_What you have to do_
Take the material below from its first line through the line containing "rough mask: <svg" and, please, write those lines again exactly.

===== Data shown

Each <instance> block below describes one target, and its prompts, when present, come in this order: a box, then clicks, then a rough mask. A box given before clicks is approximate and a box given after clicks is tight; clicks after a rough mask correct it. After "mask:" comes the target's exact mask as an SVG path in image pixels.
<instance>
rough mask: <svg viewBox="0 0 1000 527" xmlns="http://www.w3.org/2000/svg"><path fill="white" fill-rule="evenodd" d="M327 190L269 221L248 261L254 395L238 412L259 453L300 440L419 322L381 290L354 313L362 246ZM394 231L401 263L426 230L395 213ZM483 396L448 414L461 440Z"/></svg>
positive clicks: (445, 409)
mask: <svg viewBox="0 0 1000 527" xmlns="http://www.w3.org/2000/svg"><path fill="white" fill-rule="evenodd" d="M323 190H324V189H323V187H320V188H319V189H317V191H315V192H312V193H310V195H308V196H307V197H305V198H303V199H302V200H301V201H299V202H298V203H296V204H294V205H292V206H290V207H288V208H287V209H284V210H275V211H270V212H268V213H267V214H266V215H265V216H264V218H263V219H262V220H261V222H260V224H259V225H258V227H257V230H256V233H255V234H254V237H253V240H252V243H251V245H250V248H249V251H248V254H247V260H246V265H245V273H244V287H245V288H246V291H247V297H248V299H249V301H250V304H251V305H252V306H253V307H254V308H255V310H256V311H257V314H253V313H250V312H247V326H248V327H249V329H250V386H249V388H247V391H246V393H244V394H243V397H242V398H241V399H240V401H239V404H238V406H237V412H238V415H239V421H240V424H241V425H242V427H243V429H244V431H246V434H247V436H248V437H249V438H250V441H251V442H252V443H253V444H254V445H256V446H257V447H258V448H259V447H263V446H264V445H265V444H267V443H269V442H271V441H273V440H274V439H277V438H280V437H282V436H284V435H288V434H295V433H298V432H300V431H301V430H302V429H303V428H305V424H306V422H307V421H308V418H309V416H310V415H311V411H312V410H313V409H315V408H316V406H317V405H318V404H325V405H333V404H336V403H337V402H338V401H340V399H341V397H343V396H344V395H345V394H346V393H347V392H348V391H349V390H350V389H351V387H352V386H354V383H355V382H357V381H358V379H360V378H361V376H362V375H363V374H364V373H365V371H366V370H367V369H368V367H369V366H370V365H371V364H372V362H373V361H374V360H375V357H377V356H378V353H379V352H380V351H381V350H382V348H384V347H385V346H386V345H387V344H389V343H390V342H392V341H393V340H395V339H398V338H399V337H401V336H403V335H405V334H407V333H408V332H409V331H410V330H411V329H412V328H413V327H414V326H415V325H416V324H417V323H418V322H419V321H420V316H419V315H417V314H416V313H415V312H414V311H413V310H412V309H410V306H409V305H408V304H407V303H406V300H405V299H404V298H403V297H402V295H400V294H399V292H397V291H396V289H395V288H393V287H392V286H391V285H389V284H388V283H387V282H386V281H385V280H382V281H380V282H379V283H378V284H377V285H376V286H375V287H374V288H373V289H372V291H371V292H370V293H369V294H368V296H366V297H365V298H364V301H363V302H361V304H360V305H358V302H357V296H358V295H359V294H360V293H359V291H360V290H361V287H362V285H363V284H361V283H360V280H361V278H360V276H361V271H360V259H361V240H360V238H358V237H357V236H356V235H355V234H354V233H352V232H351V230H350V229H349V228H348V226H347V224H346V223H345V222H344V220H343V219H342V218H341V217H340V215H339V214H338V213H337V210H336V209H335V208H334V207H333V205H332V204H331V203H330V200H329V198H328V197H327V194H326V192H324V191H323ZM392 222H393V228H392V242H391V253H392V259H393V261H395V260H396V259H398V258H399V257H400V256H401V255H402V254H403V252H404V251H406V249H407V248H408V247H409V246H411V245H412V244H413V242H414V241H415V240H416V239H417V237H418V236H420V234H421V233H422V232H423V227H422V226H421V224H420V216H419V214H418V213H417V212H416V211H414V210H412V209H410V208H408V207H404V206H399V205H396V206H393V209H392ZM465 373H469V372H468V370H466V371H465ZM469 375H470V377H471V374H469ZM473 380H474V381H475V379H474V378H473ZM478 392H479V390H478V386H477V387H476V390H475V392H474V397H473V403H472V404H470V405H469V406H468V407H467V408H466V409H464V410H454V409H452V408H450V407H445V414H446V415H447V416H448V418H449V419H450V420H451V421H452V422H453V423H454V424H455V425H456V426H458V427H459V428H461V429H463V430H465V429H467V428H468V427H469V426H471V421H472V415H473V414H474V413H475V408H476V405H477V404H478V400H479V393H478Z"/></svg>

==========

_Result_
Each <instance> block below describes one target, and its prompts, when present, come in this order: a box, then clicks, then a rough mask. A box given before clicks is approximate and a box given after clicks is tight; clicks after a rough mask correct it. After "mask:" comes the target's exact mask as an SVG path in image pixels.
<instance>
rough mask: <svg viewBox="0 0 1000 527" xmlns="http://www.w3.org/2000/svg"><path fill="white" fill-rule="evenodd" d="M327 190L269 221L248 261L254 395L238 412L259 453L300 440L419 322L381 290L354 313L362 246ZM394 231L401 263L426 230L395 213ZM483 396L448 414L461 440Z"/></svg>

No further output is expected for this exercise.